Required tasks —
1 – Rewrite the personal jurisdiction passage's paragraph beginning "Assessing this Court's personal jurisdiction" as a short list that keeps its main points.
2 – Write the next part of the passage on personal jurisdiction, starting right after its final sentence.

Assessing this Court's personal jurisdiction over a defendant generally involves a two-step process. First, there must be a “statutory basis for exercising personal jurisdiction.” Marvel Characters, Inc. v. Kirby, 726 F.3d 119, 128 (2d Cir. 2013). In evaluating this requirement, federal courts “look first to the long-arm statute of the forum state, in this instance, New York.” Bensusan Rest. Corp. v. King, 126 F.3d 25, 27 (2d Cir. 1997); see also Al Thani v. Hanke, No. 20 Civ. 4765 (JPC), 2021 WL 1895033, at *5 (S.D.N.Y. May 11, 2021). Second, the Court must determine whether the exercise of personal jurisdiction comports with due process. Burger King Corp. v. Rudzewicz, 471 U.S. 462, 471-74 (1985); Chloe v. Queen Bee of Beverly Hills, LLC, 616 F.3d 158, 164 (2d Cir. 2010). Parties can contractually consent to the Court's jurisdiction, however, essentially collapsing the two-part inquiry into one: “[i]t is well-settled that ‘parties to a contract may agree in advance to submit to the jurisdiction of a given court' through forum-selection clauses.” Gen. Elec. Int'l, Inc. v. Thorco Shipping Am., Inc., No. 21 Civ. 6154 (JPC), 2022 WL 1748410, at *5 (S.D.N.Y. May 31, 2022) (first quoting Nat'l Equip. Rental, Ltd. v. Szukhent, 375 U.S. 311, 315-16 (1964), then collecting cases); see also D.H. Blair & Co. v. Gottdiener, 462 F.3d 95, 103 (2d Cir. 2006) (“Parties can consent to personal jurisdiction through forum-selection clauses in contractual agreements.”). “Where an agreement contains a valid and enforceable forum selection clause, . . . it is not necessary to analyze jurisdiction under New York's long-arm statute or federal constitutional requirements of due process.” Exp.-Imp. Bank of U.S. v. Hi-Films S.A. de C.V., No. 09 Civ. 3573 (PGG), 2010 WL 3743826, at *4 (S.D.N.Y. Sept. 24, 2010).

Stored records
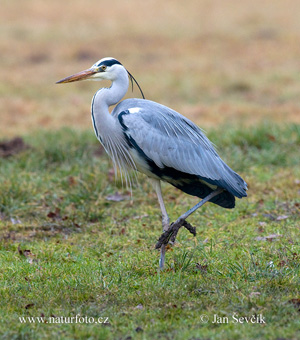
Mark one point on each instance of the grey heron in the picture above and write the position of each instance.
(159, 142)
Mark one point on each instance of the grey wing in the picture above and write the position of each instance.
(170, 140)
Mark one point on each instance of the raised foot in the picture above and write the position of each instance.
(170, 235)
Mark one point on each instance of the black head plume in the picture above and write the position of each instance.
(132, 79)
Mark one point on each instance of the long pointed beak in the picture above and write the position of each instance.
(78, 76)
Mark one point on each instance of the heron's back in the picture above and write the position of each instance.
(168, 146)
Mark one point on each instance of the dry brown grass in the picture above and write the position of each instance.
(214, 61)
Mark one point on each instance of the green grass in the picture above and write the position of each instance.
(90, 256)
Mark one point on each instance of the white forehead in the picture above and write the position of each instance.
(109, 61)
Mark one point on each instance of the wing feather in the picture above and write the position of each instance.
(171, 140)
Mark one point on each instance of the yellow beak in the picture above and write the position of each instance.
(78, 76)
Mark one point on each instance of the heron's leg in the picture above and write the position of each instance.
(184, 216)
(165, 218)
(171, 233)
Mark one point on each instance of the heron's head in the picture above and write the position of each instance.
(104, 69)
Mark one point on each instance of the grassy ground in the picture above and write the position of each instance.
(66, 249)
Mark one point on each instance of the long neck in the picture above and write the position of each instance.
(103, 122)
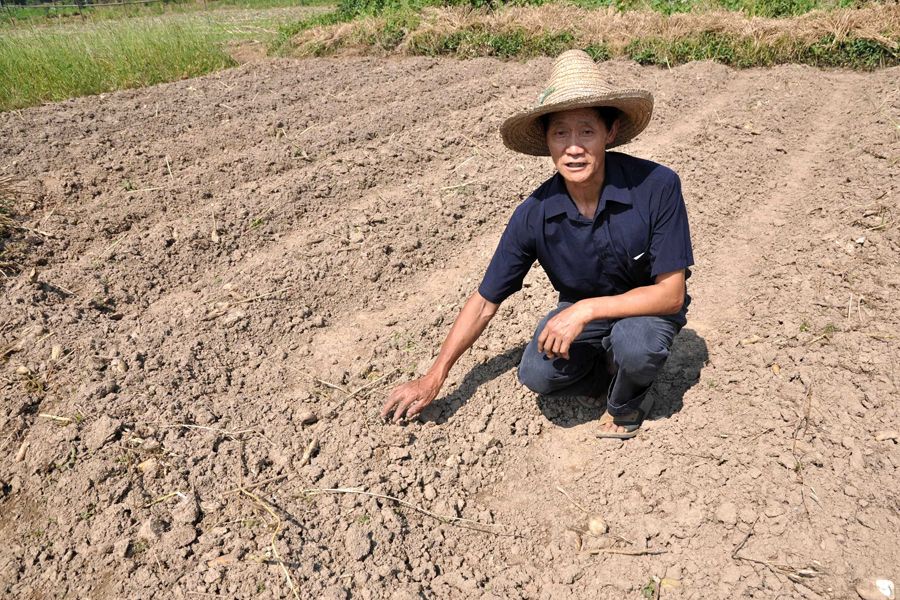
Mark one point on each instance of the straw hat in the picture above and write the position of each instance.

Results of the tasks —
1 –
- Assessing personal jurisdiction over a defendant generally takes two steps.
- First, there must be a statutory basis for it. Federal courts look first to the long-arm statute of the forum state, here New York.
- Second, the Court must decide whether exercising personal jurisdiction comports with due process.
- Parties can contractually consent to the Court's jurisdiction through forum-selection clauses, essentially collapsing the two steps into one.
- Where an agreement contains a valid and enforceable forum-selection clause, there is no need to analyze jurisdiction under New York's long-arm statute or due process.

2 –
Villalobos's argument for this Court's exercise of personal jurisdiction over Ortega and Suarez is based entirely on the forum-selection clause contained in the Participant Agreement- even though neither Ortega nor Suarez signed that Agreement. See Participant Agreement at 2, 58; see generally Opp. It is true that, “[i]n general, ‘the fact a party is a non-signatory to an agreement is insufficient, standing alone, to preclude enforcement of a forum selection clause.'” Magi XXI, Inc. v. Stato della Citta del Vaticano, 714 F.3d 714, 722 (2d Cir. 2013) (quoting Aguas Lenders Recovery Grp., LLC v. Suez, S.A., 585 F.3d 696, 701 (2d Cir. 2009)). Indeed, the Second Circuit has held that “a non-signatory to a contract containing a forum selection clause may enforce the forum selection clause against a signatory when the non-signatory is ‘closely related' to another signatory.” Id. at 723.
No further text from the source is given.